Text extract
■ ■ ■
Council To Debate City Code Amendments.

On Election Day, November 7th, Council will finally address the due process issues lurking in Brea’s Municipal Code. If you’re a Constitutionalist, as I am, you’ll want to do your homework on this one. Here are the blogs that lay the foundation for my year long effort to bring our municipal code into conformity with the state and federal Constitutions.

I’m Mad As Hell, And I’m Not Going To Take This Anymore.

I’m Still Mad As Hell.

An Open Letter to Mayor Hupp, Members of Council and the People of Brea.

Vargas: Liar Liar… Pants On Fire!

due process

It is my strong opinion that there are some within city hall who are responsible for creating this situation, years ago, that have repeatedly attempted to thwart this matter from reaching Council’s agenda. Information presented to Council thus far appears to have purposely misdirected Council, focusing their attention away from the real due process issues and onto the Council Code of Ethics which is a policy document subject to repeated modification.

The BMC is the law. The BMC needs to be amended to eliminate the threat of violating your Constitutionally guaranteed due process rights.

No amount of obfuscation changes that.

“Facts do not cease to exist because they are ignored.” – Aldous Huxley

due process

Update 11/07/17: I have sent Council a compilation of the reviews of other city codes, combining the almost irrelevant list supplied by the City Attorney’s office and the neighboring communities list I provided Council a year ago.

Click Here to read/download a copy of the list.

Reading the list, you will be struck by how many of the cities reviewed by the City Attorney have little or no resemblance to Brea. The list was drawn from cities contracting for legal services from RGW, Brea’s City Attorney. Apples to oranges.

An Open Letter to Mayor Hupp, Members of Council and the People of Brea.

September 3, 2017

To: Mayor Cecilia Hupp

CC: Mayor Pro Tem Glenn Parker, Council members Marty Simonoff, Christine Marick, Steve Vargas, City Manager Bill Gallardo, City Attorney James Markman

Subject: Council Agenda Item 3 – Review Council Code of Conduct and Brea Municipal Code Regarding Removal of Commissioner

Mayor and Members of Council,

From the Staff Report’s first sentence under Background/Discussion, “It was brought to our attention there is a slight difference…” it was immediately obvious that the source of the information — ME — was being buried.

The fact that the report offers you and Council no options beyond doing nothing or modifying the Code of Conduct is a complete red herring designed to distract you from the information I originally provided regarding Constitutional violations of due process rights brought about by the Brea Municipal Code (BMC) Section 2.16.050.
■ ■ ■
Records

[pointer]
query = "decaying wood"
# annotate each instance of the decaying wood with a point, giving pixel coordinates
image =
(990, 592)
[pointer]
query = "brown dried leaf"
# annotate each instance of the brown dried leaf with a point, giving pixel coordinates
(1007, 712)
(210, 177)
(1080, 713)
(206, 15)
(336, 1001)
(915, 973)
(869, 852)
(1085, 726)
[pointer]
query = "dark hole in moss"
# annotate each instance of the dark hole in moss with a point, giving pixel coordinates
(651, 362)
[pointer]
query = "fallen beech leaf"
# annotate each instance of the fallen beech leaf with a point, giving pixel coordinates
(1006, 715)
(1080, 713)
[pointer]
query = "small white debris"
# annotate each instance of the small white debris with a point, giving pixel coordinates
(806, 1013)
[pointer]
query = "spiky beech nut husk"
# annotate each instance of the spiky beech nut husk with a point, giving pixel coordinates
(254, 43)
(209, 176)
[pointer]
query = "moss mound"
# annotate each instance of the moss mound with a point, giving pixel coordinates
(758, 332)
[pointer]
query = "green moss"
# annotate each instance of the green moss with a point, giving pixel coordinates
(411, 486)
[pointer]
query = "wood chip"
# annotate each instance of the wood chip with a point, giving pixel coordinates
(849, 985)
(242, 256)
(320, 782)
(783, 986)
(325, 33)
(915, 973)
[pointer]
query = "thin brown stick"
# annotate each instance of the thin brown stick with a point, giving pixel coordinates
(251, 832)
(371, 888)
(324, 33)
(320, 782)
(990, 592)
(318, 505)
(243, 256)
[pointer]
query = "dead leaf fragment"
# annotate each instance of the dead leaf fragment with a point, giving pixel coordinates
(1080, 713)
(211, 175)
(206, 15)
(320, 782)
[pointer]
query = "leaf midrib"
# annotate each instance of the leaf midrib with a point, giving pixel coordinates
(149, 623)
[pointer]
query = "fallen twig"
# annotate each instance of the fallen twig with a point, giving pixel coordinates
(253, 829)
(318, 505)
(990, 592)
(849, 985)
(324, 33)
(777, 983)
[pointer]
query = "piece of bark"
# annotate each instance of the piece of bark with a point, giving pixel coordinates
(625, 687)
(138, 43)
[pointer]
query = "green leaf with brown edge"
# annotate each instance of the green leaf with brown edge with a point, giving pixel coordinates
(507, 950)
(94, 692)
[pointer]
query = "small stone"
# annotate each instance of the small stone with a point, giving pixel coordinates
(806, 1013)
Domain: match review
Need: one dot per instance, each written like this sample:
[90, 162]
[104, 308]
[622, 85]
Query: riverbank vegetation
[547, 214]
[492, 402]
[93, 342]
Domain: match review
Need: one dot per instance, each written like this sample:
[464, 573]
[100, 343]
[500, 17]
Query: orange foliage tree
■ ■ ■
Required actions
1. Do these statements agree with the post about Brea's Municipal Code? Answer yes or no for each, quoting the words from the post that decide it.
(a) Council is set to take up the due process issues on Election Day, November 7th.
(b) The City Attorney's list was drawn from cities that contract with RGW for legal services.
(c) The open letter is addressed to City Manager Bill Gallardo.
2. In the post about Brea's Municipal Code, which section of the code does the open letter say brings about violations of due process rights?
3. How would you extend the post about Brea's Municipal Code? Continue it from the point where it stops.
The entries have nothing to do with the post about Brea's Municipal Code.

Per-task outputs
1.
(a) Yes: "On Election Day, November 7th, Council will finally address the due process issues lurking in Brea’s Municipal Code."
(b) Yes: "The list was drawn from cities contracting for legal services from RGW, Brea’s City Attorney."
(c) No: "To: Mayor Cecilia Hupp"

2. Section 2.16.050.

3.
It has been widely known by you, amongst Council and others that I brought the due process issues to your attention via the City Manager in November 2016. My request to meet with you, Mayor Pro Tem Parker and City Manager Gallardo was put off until January 9 due to heavy “holiday” commitments.

At that January meeting I clearly laid out the nature of the due process violations, both procedural and substantive. (For those encountering this issue for the first time I will clarify this in a moment.)

A few days later I was told by the City Manager that, after polling other Council members, the matter would be referred to the City Attorney to prepare amendments to the BMC as were necessary to remove the threat of further due process violations.

Procedural Due Process Violations.

The intent of procedural due process is to ensure that the government acts in a way that is fair and reasonable when making decisions that affect private individuals and that its actions are not arbitrary. Due process requires that an individual be given adequate notice and an opportunity for a hearing before an impartial authority.

  1. Brea Municipal Code Section 2.16.050 makes no provision for notice. Per email from City Attorney Markman (09/29/16) “No code section requires a specified type or level of notice to be provided to the removed commissioner.”
  2. Brea Municipal Code Section 2.16.050 makes no provision for hearing by a neutral, impartial body with the authority to sustain or revoke the dismissal of a Commissioner or Committee member.

Substantive Due Process Violations.

The Due Process Clause not only requires basic procedural rights, but it also protects substantive rights. Substantive due process is intended to protect the public from arbitrary governmental action, regardless of the procedures used to implement it. 

Additionally, a law is unconstitutionally vague if the statute fails to provide adequate notice of what conduct is prohibited. A regulation must be sufficiently clear to warn a party regarding what is expected of them, such that an ordinary person exercising common sense is able to understand and comply, before they can be sanctioned for failure to comply with the required regulation.

  1. Brea Municipal Code Section 2.16.050 offers no clear regulatory guidelines of what constitutes required duties and responsibilities or prohibited conduct sufficient to warrant dismissal.
  2. Brea Municipal Code Section 2.16.050 allows a commission member to be removed by unilateral declaration by the nominating Council member which opens the door to both arbitrary and discriminatory enforcement.

I feel it is important to remind you that while individual members of Council nominate candidates for Commission and Committee appointments… it is only with a majority of the full Council’s approval that the appointments are made official.

Guidelines/Policy vs. The Law (BMC).

The Council Code of Conduct (internal policy) was first adopted at a study session on October 1, 2002 and subsequently updated as Consent Calendar items (no discussion) on April 5, 2005 and November 18, 2014. As a policy document it does not carry the weight or authority of codified law.

On the other hand, the the BMC was originally codified (made law) on January 18, 1965 and the amendment to include the current provisions for dismissal of Commissioners and Committee members was added on December 15, 1992.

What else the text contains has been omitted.